→ **Task goal**: Write out all the data again, exactly as it stands.

start Listed records

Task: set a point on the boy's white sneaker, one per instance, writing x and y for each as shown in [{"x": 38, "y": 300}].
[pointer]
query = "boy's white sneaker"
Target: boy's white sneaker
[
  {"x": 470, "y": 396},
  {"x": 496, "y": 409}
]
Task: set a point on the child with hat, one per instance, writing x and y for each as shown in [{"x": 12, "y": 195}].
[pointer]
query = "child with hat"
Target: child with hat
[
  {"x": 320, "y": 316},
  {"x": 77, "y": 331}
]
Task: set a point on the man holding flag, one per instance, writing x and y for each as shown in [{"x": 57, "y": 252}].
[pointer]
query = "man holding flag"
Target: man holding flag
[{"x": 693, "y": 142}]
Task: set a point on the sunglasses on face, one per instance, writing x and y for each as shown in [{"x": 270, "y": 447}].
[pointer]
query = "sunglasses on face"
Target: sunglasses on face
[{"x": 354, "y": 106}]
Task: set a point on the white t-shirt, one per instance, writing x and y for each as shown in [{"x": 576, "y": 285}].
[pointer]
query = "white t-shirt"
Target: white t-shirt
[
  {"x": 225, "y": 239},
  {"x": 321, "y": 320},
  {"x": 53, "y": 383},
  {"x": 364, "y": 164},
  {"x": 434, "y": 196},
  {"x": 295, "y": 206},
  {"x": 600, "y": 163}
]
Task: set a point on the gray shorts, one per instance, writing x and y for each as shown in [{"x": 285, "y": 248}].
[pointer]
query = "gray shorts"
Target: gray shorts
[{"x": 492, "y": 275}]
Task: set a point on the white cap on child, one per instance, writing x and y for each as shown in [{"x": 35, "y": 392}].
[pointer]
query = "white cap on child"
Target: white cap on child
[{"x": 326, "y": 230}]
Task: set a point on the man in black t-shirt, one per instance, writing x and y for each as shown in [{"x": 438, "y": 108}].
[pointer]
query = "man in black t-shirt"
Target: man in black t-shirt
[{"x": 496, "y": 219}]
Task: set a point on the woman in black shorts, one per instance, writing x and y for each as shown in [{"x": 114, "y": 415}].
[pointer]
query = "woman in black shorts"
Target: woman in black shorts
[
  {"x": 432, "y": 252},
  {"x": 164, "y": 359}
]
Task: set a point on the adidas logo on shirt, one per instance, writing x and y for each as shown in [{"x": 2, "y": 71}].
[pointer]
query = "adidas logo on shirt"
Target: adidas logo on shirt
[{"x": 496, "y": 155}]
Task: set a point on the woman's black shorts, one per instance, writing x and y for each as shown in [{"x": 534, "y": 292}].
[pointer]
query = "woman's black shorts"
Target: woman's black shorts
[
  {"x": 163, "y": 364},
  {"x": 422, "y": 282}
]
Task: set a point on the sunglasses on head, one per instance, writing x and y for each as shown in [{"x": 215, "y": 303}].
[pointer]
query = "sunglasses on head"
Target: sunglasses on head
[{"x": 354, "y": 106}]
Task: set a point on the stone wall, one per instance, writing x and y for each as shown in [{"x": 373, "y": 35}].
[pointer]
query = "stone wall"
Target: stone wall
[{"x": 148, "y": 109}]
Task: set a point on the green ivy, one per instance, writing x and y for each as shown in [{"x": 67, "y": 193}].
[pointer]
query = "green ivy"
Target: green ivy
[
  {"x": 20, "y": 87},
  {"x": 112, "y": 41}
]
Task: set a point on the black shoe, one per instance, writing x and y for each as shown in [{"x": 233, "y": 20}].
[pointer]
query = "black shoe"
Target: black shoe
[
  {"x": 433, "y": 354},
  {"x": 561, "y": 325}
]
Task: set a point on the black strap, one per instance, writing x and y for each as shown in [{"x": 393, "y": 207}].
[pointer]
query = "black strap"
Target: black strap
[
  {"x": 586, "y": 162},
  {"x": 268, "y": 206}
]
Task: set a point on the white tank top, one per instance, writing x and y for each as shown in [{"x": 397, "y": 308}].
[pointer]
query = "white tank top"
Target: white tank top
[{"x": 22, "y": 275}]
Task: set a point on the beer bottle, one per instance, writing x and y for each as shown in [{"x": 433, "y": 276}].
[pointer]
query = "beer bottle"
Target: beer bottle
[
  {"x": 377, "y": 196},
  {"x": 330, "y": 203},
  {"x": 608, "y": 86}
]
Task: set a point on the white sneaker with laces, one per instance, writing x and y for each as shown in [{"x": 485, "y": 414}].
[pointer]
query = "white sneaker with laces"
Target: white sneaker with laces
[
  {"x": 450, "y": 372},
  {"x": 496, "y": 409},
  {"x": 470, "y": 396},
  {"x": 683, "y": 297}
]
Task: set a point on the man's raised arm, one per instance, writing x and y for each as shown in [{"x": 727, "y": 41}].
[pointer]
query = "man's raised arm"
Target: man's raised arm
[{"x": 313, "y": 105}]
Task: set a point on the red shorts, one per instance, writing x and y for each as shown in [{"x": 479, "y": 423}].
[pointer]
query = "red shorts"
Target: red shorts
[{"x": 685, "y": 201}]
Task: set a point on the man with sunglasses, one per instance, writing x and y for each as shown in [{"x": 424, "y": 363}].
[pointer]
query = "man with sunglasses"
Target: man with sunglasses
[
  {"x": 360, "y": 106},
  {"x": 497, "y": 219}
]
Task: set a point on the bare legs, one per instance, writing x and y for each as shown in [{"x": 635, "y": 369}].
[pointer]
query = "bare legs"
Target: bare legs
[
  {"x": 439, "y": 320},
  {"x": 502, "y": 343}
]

end Listed records

→ **Output below**:
Task: set a point on the boy's white sneaker, one per instance, writing x and y for each as shown in [{"x": 38, "y": 300}].
[pointer]
query = "boy's white sneaker"
Target: boy's white sneaker
[
  {"x": 470, "y": 396},
  {"x": 496, "y": 409}
]
Task: set a point on the child with hat, one per instance, writing x and y for each as shown in [{"x": 12, "y": 195}].
[pointer]
query = "child with hat"
Target: child with hat
[
  {"x": 320, "y": 316},
  {"x": 77, "y": 331}
]
Task: set a point on the man holding flag, one per instance, writing x and y for each as shown in [{"x": 57, "y": 252}].
[pointer]
query = "man holding flag"
Target: man holding flag
[{"x": 693, "y": 142}]
Task: set a point on the sunglasses on face, one per instance, writing x and y for each as shown in [{"x": 270, "y": 447}].
[pointer]
query = "sunglasses on face"
Target: sunglasses on face
[{"x": 354, "y": 106}]
Task: set a point on the white t-shirt, one per instance, writing x and y for each as shown in [{"x": 576, "y": 285}].
[pointer]
query = "white t-shirt"
Target: white t-shirt
[
  {"x": 225, "y": 239},
  {"x": 321, "y": 320},
  {"x": 53, "y": 383},
  {"x": 364, "y": 164},
  {"x": 434, "y": 196},
  {"x": 295, "y": 206},
  {"x": 600, "y": 163}
]
Task: set a point on the gray shorts, one per instance, writing x and y for each as shown in [{"x": 285, "y": 248}].
[pointer]
query = "gray shorts"
Target: gray shorts
[{"x": 492, "y": 275}]
Task: set a point on the white cap on child, one per instance, writing x and y for each as shown in [{"x": 35, "y": 392}].
[pointer]
query = "white cap on child"
Target: white cap on child
[{"x": 326, "y": 230}]
Task: set a point on the man in black t-shirt, one per instance, writing x and y for each as shown in [{"x": 438, "y": 108}].
[pointer]
query = "man in black t-shirt"
Target: man in black t-shirt
[{"x": 496, "y": 219}]
Task: set a point on the woman in black shorts, one per instance, writing x and y for each as shown in [{"x": 114, "y": 415}].
[pointer]
query = "woman in black shorts"
Target: woman in black shorts
[
  {"x": 432, "y": 252},
  {"x": 164, "y": 359}
]
Task: set a point on the adidas logo on shirt, one per instance, writing x and y for each as shown in [{"x": 2, "y": 71}].
[pointer]
query = "adidas logo on shirt"
Target: adidas logo on shirt
[{"x": 496, "y": 155}]
Task: set a point on the woman's black shorts, one per instance, writing x and y for each as shown in [{"x": 534, "y": 292}].
[pointer]
query = "woman's black shorts"
Target: woman's black shorts
[
  {"x": 163, "y": 364},
  {"x": 422, "y": 282}
]
Task: set a point on the sunglasses on head, one per instance, writing x and y for each as shown in [{"x": 215, "y": 303}].
[pointer]
query = "sunglasses on head"
Target: sunglasses on head
[{"x": 354, "y": 106}]
Task: set a point on the stone wall, one per instance, writing x and y for each as shown in [{"x": 373, "y": 35}].
[pointer]
query = "stone wall"
Target: stone wall
[{"x": 148, "y": 109}]
Task: set a point on the green ivy, one per instance, writing x and y for each as shown in [{"x": 67, "y": 193}].
[pointer]
query = "green ivy"
Target: green ivy
[
  {"x": 20, "y": 87},
  {"x": 112, "y": 41}
]
Task: set a point on the black shoe, one per instance, writing x and y for each as shown in [{"x": 233, "y": 20}].
[pointer]
query = "black shoe"
Target: black shoe
[
  {"x": 433, "y": 354},
  {"x": 561, "y": 325}
]
Task: set a point on the black strap, one per instance, writing x and y for each as shown in [{"x": 393, "y": 207}].
[pointer]
query = "black strap"
Target: black strap
[
  {"x": 586, "y": 162},
  {"x": 268, "y": 206}
]
Task: set a point on the white tank top, one per instance, writing x and y for each as shown in [{"x": 397, "y": 308}].
[pointer]
query = "white tank top"
Target: white tank top
[{"x": 22, "y": 275}]
Task: set a point on the beer bottle, one per instance, writing x and y for each as shown in [{"x": 433, "y": 276}].
[pointer]
query = "beer bottle"
Target: beer bottle
[
  {"x": 377, "y": 196},
  {"x": 330, "y": 203},
  {"x": 608, "y": 86}
]
Task: set a point on the white sneaker with laces, one per instance, writing x and y for each as shown in [{"x": 485, "y": 414}].
[pointer]
query = "white sneaker with laces"
Target: white sneaker with laces
[
  {"x": 450, "y": 372},
  {"x": 496, "y": 409},
  {"x": 470, "y": 396},
  {"x": 683, "y": 297}
]
Task: set a point on the man's raised arm, one per instance, writing x and y for each as shown in [{"x": 727, "y": 41}].
[pointer]
query = "man's raised arm"
Target: man's raised arm
[{"x": 313, "y": 105}]
Task: set a point on the red shorts, one per instance, writing x and y for each as shown in [{"x": 479, "y": 423}].
[pointer]
query = "red shorts"
Target: red shorts
[{"x": 685, "y": 201}]
Task: set a point on the man with sunglasses, one per instance, writing x and y for each as shown in [{"x": 424, "y": 363}].
[pointer]
query = "man with sunglasses"
Target: man with sunglasses
[
  {"x": 360, "y": 106},
  {"x": 497, "y": 219}
]
Task: set a point on the bare legs, one per instance, writing x and y for each as shown in [{"x": 635, "y": 369}].
[pointer]
query = "bare legs"
Target: bare legs
[
  {"x": 439, "y": 320},
  {"x": 502, "y": 343}
]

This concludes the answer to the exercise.